**WRITTEN PROBLEM:** Can you reproduce all of the rows below verbatim, line for line, with nothing added or changed?

**RECORDS:**
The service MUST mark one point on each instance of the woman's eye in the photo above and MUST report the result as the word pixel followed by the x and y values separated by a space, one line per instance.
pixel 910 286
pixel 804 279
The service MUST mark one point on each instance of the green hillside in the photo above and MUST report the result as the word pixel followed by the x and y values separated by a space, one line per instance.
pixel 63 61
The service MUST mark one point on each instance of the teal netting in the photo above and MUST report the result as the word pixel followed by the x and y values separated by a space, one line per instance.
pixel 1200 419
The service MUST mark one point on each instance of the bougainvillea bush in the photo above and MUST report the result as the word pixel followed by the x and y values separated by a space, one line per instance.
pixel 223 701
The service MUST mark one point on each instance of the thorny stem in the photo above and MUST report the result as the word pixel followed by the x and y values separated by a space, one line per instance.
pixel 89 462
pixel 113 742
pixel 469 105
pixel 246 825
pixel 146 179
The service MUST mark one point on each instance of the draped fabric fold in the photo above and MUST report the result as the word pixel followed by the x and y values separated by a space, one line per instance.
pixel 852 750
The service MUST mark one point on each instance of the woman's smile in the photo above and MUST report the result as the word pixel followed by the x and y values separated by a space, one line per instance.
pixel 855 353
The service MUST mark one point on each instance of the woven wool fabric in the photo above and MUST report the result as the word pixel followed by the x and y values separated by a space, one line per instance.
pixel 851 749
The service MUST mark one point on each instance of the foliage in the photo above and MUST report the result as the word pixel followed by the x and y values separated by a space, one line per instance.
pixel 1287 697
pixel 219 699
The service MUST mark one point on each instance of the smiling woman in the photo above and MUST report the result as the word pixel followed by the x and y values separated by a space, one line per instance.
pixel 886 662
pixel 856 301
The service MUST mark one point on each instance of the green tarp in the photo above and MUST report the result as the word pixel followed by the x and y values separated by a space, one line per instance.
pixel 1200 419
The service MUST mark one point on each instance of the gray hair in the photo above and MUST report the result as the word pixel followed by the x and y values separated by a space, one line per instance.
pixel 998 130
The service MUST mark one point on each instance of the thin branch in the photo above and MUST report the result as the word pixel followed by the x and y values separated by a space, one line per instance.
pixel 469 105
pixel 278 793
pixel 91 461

**WRITTEN ANSWER:**
The service MUST mark one point on each instance of the woman's eye in the photo above and MUST report the result as the word pixel followed by the x and y values separated by a space, one line per instance.
pixel 910 286
pixel 804 279
The service MUST mark one point on each instance of the green hillside in the photo above and MUST report the result as the word pixel followed by the x and y values separated by a space, one line per instance.
pixel 63 61
The service MUST mark one point on each instance of the teal netting in the photo above and MUST report the result as the word pixel followed by the x and y values separated by a space, one line per instance.
pixel 1200 419
The service MUST mark one point on each instance of the bougainvillea bush in the photo above and MUST report the result as the word pixel followed by the x and y values separated by a space, one line per instance.
pixel 223 701
The service MUST mark one point on each instance of the thorny stem in the photo above and MUST report the result as the word pixel followed by the x and y values separated by a space, one line per instance.
pixel 89 462
pixel 113 742
pixel 469 105
pixel 246 825
pixel 146 179
The service MUST mark one point on each instance of the draped fabric fold in the photo above and MUST report the result as the word pixel followed by the x and y values separated by a space, one line per instance.
pixel 852 750
The service MUST mark one point on each instance of the woman's smile in the photo above and MUST report the result as the word pixel followed by the x and y values separated by a space, one line per instance.
pixel 855 353
The service MUST mark one point on each instance of the woven wool fabric in the photo above and MUST report the result as the word pixel followed by the x and y values separated by a space, one line per instance.
pixel 851 749
The service MUST mark one point on each instance of the foliage in the photo above and MUST report the result as the word pixel followed by the x and y values separated by a space, one line per instance.
pixel 1287 697
pixel 219 699
The service MUST mark one point on each instance of the smiling woman in the photo above and MUST report the result as the word pixel followed by the x and y values separated by a space, one line per instance.
pixel 886 662
pixel 856 301
The service MUST mark one point on each instance of the green tarp in the photo above and MUST report the result as the word pixel followed by the x and y values separated by a space, one line per instance.
pixel 1200 419
The service MUST mark one point on each instance of the gray hair in the photo above and MUST report the result as the word pixel followed by the x and y values separated by a space, one line per instance.
pixel 998 130
The service MUST mark one point on each instance of the thin branch in the photo above and MUST report the result as the word pixel followed by the x and y values separated by a space, one line per instance.
pixel 469 105
pixel 278 793
pixel 91 461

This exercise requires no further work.